*Document segment*.
# Surf Fishing Hatteras



## Merritt123 (Jul 1, 2014)

I'm headed down there tomorrow and I was just wondering what's running there this time of year. A buddy of mine told me he was catching drum down there this past weekend and that's why I'm goin.


----------



## bronzbck1 (Jun 13, 2007)

Upper slot size pups & yearlings on grubs. Small pups & puffers on shrimp. Big drum should be hitting bait soon.


----------



## whiting1 (Jan 1, 2009)

bronzbck1 said:


> Upper slot size pups & yearlings on grubs. Small pups & puffers on shrimp. Big drum should be hitting bait soon.


Enjoy active searching/casting/jigging (vs. soaking bait). Was wondering what type of grubs are typically used....? range of jig wts? Thanks


----------



## bronzbck1 (Jun 13, 2007)

3/8 to 1/2 jig head with 3" and 4" grubs


----------



## whiting1 (Jan 1, 2009)

Thanks for info. I have heard many use gulp shrimp as tails. Using just regular rubber tails - do you have any preferred colors for tails?


----------



## cooper138 (Aug 8, 2012)

bronzbck1 said:


> 3/8 to 1/2 jig head with 3" and 4" grubs


What rod are you using tossing those around?


----------



## River (Sep 30, 2006)

Bronzbck uses a 8' Century rod for throwing jigs .... I built it for him and it is different, real short butt .... River


----------



## USEF THE MAG (Jul 7, 2006)

River said:


> Bronzbck uses a 8' Century rod for throwing jigs .... I built it for him and it is different, real short butt .... River


how short?


----------



## bronzbck1 (Jun 13, 2007)

I also use the Carolina Cast Pro 8' rod. I got 14 today


----------



## River (Sep 30, 2006)

The butts about 6" if I remember correctly, Bronzbck didn't want the butt to hook his jacket while kajak fishing .... River


----------



## dlpetrey (Oct 30, 2013)

bronzbck1 said:


> I also use the Carolina Cast Pro 8' rod. I got 14 today


Dang! Nice work bronzbck1.


----------



## bronzbck1 (Jun 13, 2007)

Only 2 today saw 2 more so far


----------

*Dataset records*.
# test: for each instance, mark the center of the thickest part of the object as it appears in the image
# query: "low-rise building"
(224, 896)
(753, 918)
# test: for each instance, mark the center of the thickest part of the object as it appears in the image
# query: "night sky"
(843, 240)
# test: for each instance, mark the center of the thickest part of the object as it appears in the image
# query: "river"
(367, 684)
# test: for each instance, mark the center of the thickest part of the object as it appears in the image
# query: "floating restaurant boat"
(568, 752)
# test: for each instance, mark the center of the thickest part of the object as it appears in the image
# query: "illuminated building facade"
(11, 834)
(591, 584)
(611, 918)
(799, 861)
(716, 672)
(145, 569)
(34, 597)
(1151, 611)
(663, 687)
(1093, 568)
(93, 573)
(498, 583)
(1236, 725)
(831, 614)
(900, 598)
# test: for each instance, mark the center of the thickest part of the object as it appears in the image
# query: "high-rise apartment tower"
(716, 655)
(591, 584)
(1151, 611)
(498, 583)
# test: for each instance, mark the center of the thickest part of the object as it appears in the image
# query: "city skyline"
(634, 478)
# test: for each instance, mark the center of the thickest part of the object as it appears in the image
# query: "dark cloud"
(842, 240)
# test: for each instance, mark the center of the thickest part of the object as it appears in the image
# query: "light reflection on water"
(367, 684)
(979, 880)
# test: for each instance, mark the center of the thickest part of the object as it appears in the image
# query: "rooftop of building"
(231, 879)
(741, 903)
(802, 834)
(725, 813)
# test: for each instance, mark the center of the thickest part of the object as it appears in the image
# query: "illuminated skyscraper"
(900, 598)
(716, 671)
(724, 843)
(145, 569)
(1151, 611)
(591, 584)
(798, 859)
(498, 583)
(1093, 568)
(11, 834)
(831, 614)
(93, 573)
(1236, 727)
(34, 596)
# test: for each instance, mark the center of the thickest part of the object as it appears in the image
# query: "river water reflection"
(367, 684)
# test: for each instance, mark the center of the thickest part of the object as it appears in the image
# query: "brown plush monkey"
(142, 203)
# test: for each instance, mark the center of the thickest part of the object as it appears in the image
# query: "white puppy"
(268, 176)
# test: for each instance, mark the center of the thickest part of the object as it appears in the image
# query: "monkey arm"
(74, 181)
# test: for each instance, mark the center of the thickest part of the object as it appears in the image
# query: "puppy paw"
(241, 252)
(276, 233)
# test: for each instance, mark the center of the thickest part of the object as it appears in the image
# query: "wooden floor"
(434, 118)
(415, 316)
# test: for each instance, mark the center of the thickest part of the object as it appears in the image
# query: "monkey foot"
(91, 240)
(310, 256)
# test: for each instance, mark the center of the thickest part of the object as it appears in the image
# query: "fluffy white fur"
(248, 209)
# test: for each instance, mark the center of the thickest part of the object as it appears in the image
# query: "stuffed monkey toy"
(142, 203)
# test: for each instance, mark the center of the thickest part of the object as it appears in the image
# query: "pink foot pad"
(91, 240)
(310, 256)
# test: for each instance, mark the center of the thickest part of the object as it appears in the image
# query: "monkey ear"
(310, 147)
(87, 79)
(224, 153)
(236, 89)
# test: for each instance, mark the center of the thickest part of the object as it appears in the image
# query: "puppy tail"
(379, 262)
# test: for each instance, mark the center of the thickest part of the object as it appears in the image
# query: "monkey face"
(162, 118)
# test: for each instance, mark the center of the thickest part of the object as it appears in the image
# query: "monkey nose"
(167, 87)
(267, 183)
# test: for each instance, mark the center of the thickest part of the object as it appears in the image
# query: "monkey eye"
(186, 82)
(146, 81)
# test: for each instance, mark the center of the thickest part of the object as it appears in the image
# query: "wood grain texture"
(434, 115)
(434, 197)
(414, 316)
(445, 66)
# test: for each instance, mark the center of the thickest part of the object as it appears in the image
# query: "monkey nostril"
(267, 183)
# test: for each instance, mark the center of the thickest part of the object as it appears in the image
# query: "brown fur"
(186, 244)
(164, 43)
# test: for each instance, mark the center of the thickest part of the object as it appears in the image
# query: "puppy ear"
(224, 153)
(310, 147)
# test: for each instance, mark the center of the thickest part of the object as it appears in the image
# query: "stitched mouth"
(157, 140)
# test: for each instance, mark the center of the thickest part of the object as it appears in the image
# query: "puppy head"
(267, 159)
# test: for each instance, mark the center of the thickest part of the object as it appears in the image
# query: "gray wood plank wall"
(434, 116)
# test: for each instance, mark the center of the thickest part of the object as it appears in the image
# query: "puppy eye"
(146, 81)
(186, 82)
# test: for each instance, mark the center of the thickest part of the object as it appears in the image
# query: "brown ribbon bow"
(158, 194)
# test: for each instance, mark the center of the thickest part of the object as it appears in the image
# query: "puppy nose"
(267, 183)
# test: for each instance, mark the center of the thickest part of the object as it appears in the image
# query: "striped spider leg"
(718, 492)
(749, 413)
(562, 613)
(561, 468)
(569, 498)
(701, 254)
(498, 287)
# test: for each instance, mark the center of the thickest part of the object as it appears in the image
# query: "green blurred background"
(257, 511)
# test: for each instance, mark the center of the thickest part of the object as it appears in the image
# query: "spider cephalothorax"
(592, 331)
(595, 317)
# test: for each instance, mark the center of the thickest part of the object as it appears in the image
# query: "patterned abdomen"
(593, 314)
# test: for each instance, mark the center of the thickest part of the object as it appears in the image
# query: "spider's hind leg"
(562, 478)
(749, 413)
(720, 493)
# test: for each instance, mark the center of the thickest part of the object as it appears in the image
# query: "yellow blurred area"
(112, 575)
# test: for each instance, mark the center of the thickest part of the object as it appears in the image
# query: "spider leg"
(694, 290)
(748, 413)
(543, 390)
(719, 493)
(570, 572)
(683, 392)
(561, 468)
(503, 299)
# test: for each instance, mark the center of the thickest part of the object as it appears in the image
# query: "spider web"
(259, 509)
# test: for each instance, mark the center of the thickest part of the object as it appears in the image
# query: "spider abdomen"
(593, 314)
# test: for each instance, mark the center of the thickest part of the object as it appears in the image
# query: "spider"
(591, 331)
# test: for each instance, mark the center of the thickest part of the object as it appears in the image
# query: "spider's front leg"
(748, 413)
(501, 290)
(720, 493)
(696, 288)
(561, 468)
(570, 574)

*Given problem A*.
List every distinct username that posts in the Hatteras surf fishing thread, in the order each first appears.
*Given problem B*.
Quote the Hatteras surf fishing thread from the words "# Surf Fishing" through the words "why I'm goin.".
*Given problem C*.
Using the Hatteras surf fishing thread, say whether each statement agrees with it. Give yes or no, and quote the words that decide it.
(i) bronzbck1 uses jig heads of 3/8 to 1/2 with 3" and 4" grubs.
(ii) River recalls the rod butt being about 12 inches.
(iii) Small pups and puffers are being caught on grubs.

*Task result A*.
Merritt123
bronzbck1
whiting1
cooper138
River
USEF THE MAG
dlpetrey

*Task result B*.
# Surf Fishing Hatteras



## Merritt123 (Jul 1, 2014)

I'm headed down there tomorrow and I was just wondering what's running there this time of year. A buddy of mine told me he was catching drum down there this past weekend and that's why I'm goin.

*Task result C*.
(i) Yes: "3/8 to 1/2 jig head with 3" and 4" grubs"
(ii) No: "The butts about 6" if I remember correctly"
(iii) No: "Small pups & puffers on shrimp."